課題:
**a.** ジジ・チャンの紹介文にある次の一文を英語に訳すこと。「私はインクルージョンが進むことを信じていますし、一流のエディターやキュレーターが、女性写真家の声や物語をますます支持してくれるようになると信じています」
**b.** ジジ・チャンの紹介文をもとに、次の問いに答えること。
(i) ジジ・チャンはどこを拠点に活動しているか。
(ii) ジジが作りたいと考えているのは、どのようなプラットフォームか。
(iii) 被写体をリラックスさせ、魅力的なポートレートを作成する能力を持つとジジが挙げた人物は誰か。
**c.** ジジ・チャンの紹介文を、最後の文の後から書き継ぐこと。

読む文章:
###
Hasselblad Heroine

Gigi Chung


複雑な情景を大胆な造形に落とし込む


カリフォルニアを拠点に活動するジジ・チャンは、複雑な情景を大胆な彫刻的フォルムに落とし込みます。自身の美学を意識的に織り込みながら直線、形状やコントラストを強調するのです。彼女の写真作品は、様々なギャラリーやエリート写真コンテストなど、世界中を駆け巡っています。

香港から米国まで、旅はジジの建築と都市空間の写真において大きな役割を果たしました。彼女は、どのようにして世界中で見られることになった自身のスタイルを確立したのか、また、彼女のインスピレーション、今後の計画について語りました。


写真における平等の鍵は教育

新たにハッセルブラッド ヒロインに一員となったジジは、より多くのリソースで女性をサポートすることが、プロの写真業界で平等な表現を促進する鍵であると考えています。「写真における女性の役割について教育する事で、一般の人々の認識を高める事が重要です。女性写真家の作品を紹介するための機会やプラットフォームを作り、女性写真家が新しいプロジェクトを実現するための奨学金や助成金を増やすことも必要です」

このプロセスの一部は、女性がこの分野に入ることを奨励し、挑戦する人がその姿を自身を写す鏡のように思えるメンターを増やすことです。そしてジジはこの分野で大きな計画を立てています。「私は、女性フォトグラファーが互いに共有し、学ぶための指導や相互批評ができるプラットフォームを作りたいと考えています」

「私はインクルージョンが進むことを信じていますし、一流のエディターやキュレーターが、女性写真家の声や物語をますます支持してくれるようになると信じています」

「デジタル中判カメラに対する女性の関心が高まっているのは確かです。特にアジアでは、写真フェスティバルに参加する女性写真家の数が増えており、可能性を感じています」

インスピレーションを得るために、ジジは自分の技術を完成させ続けるために、複数の女性を参考にしています。インスピレーションを受ける人物を尋ねると、彼女はこう答えました。「ビビアン・マイヤーとダイアン・アーバスは、シンプルな日常生活を説得力のある芸術作品として表現する能力を持っています。アニー・リーボヴィッツは、被写体をリラックスさせ、魅力的なポートレートを作成する能力を持っています。そして写真芸術への献身とコミットメントを体現した全てのハッセルブラッド ヒロイン達です」
###
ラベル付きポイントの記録
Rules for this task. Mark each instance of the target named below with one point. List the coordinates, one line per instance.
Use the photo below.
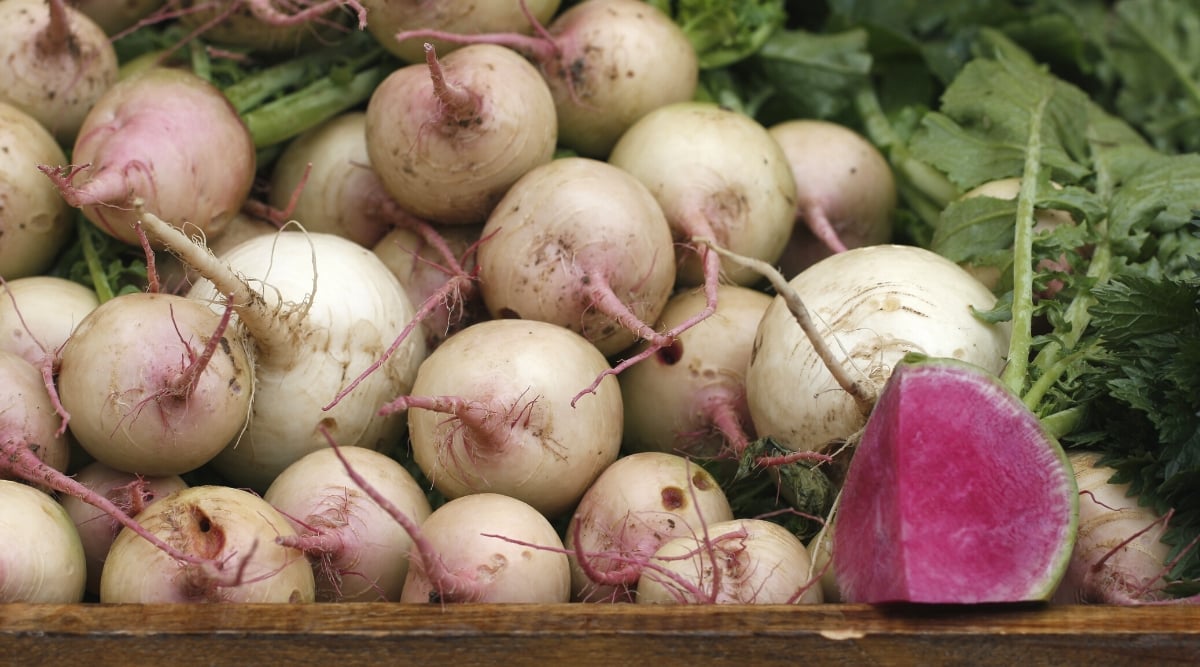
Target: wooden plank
(468, 635)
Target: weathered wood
(468, 635)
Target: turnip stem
(863, 394)
(1017, 370)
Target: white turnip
(213, 523)
(511, 427)
(358, 552)
(319, 311)
(42, 560)
(718, 174)
(580, 244)
(35, 222)
(139, 149)
(389, 17)
(846, 193)
(450, 137)
(607, 62)
(132, 493)
(739, 562)
(155, 383)
(634, 506)
(57, 60)
(491, 548)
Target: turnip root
(955, 494)
(846, 193)
(57, 60)
(450, 137)
(209, 522)
(29, 415)
(138, 149)
(35, 222)
(321, 310)
(739, 562)
(358, 552)
(39, 313)
(444, 269)
(492, 548)
(330, 168)
(389, 17)
(1120, 557)
(42, 560)
(511, 427)
(633, 508)
(580, 244)
(155, 384)
(690, 396)
(607, 62)
(718, 174)
(132, 493)
(871, 305)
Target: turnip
(214, 523)
(718, 174)
(633, 508)
(492, 548)
(871, 306)
(580, 244)
(29, 415)
(141, 144)
(441, 268)
(739, 562)
(607, 62)
(57, 60)
(955, 494)
(155, 383)
(1120, 557)
(330, 168)
(35, 222)
(690, 397)
(42, 560)
(39, 313)
(511, 427)
(321, 310)
(132, 493)
(450, 137)
(389, 17)
(846, 194)
(358, 552)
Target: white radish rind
(141, 394)
(639, 503)
(739, 562)
(319, 310)
(358, 552)
(499, 550)
(448, 139)
(583, 245)
(42, 560)
(210, 522)
(511, 428)
(35, 222)
(873, 306)
(718, 174)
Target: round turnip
(35, 222)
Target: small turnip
(358, 552)
(450, 137)
(216, 523)
(42, 560)
(35, 222)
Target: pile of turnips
(509, 330)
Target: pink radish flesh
(955, 494)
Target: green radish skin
(957, 494)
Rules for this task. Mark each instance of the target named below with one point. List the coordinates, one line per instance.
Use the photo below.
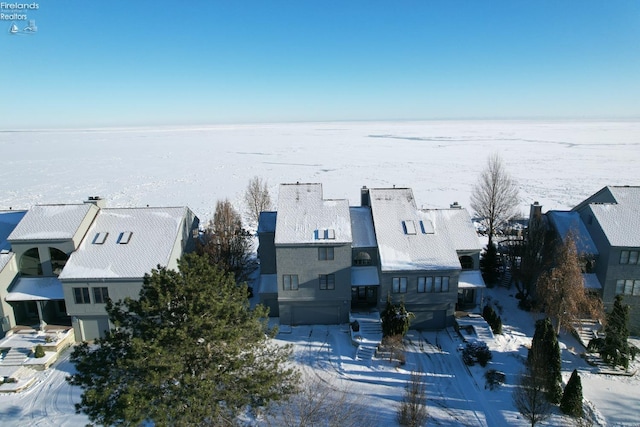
###
解答:
**a.** I believe that inclusion will advance, and I believe that top editors and curators will increasingly support the voices and stories of women photographers.

**b.**
(i) カリフォルニア
(ii) 女性フォトグラファーが互いに共有し、学ぶための指導や相互批評ができるプラットフォーム
(iii) アニー・リーボヴィッツ

**c.**
クリエイティブな媒体からインスピレーションを得る

ジジは建築と都市の写真家を生業としており、そのスタイルは非常に明確です。そして、彼女はこのスタイルを作り上げるために、様々なクリエイティブな分野から要素を取り入れています。

「地元カリフォルニアの建築家や、ルイス・バラガン、リカルド・レゴレタ、リチャード・マイヤー、フランク・ゲーリーの作品を探求するのが好きです」と彼女は説明します。「ダンスや音楽からもアイデアを得ています。すべての芸術形態は相互に関連しており、これらの分野がイメージを喚起し、生命を吹き込むと信じています」

「私は、成長意欲があり、献身的で、困難に直面しても忍耐強いアーティストを尊敬しています」

建築写真の制作に目を向けると、彼女がダンスや音楽から得た教訓のいくつかを思い起こさせます。「良い建築写真は、光を使って色、線、曲線を表現し、空間の雰囲気を強調します」

「都市空間を撮影する際に最も重要な要素は、その場所のユニークさを表現することです。どの建物も独自のダイナミックなリズムを持っています。そのリズムを見つけるのがフォトグラファーの仕事です」

都市空間を撮影することは、ジジにとって全く新しいことではなく、建物や建築に対する情熱は彼女の家族の中に流れています。「私の父は建築を教えていました。父が建築を教えていたので、建物を調査したり、ファサードを見たりすることは、私の成長過程の一部でした。父が好きだったピエト・モンドリアンとマーク・ロスコには、大きな影響を受けています」

「彼らの視点は、私を建築環境の抽象性やまるで振り付けされたような都市空間の並置のパターンに向かわせます。意識的に取り入れることでシーンを抽出し、協調的なミニマリズムのアプローチを目指しています」

受賞歴からギャラリーでの展示まで

香港で生まれたジジは、東京での生活を経て、現在はカリフォルニア州サンフランシスコを拠点に活動しています。異なる文化を経験することは、彼女のユニークな写真スタイルの創造に大きく貢献しています。

「私は、様々な都市を旅し、生活する機会に恵まれました。私はさまざまな芸術形式や建築様式に触れてきました。墨絵であれ、禅の哲学であれ、それらはすべて、私がコンセプトを言葉なしでイメージに変換するのに貢献しているのです」

これらの経験により、ジジは定評のある建築写真家へと成長し、彼女の作品は複数の写真賞やコンペティションでの受賞を経験することとなりました。例えば、Black & White MagazineやKyotographie KG+で取り上げられ、Tokyo International Foto Awardsの審査員トップ5賞、Pollux Awardsの抽象・建築・インテリア部門賞を受賞したことなどです。

受賞歴についてジジは、キャリアを前進させるのに役立ったと語っています。「写真コンテストでの受賞は、露出を増やすことにつながります。私にとって、それは建築に対する私のアプローチが正しいことを確認するためのものです。評価されることは常に名誉なことなのです」

ギャラリーワークの制作過程について、彼女はいつも一貫したテーマに立ち返っています。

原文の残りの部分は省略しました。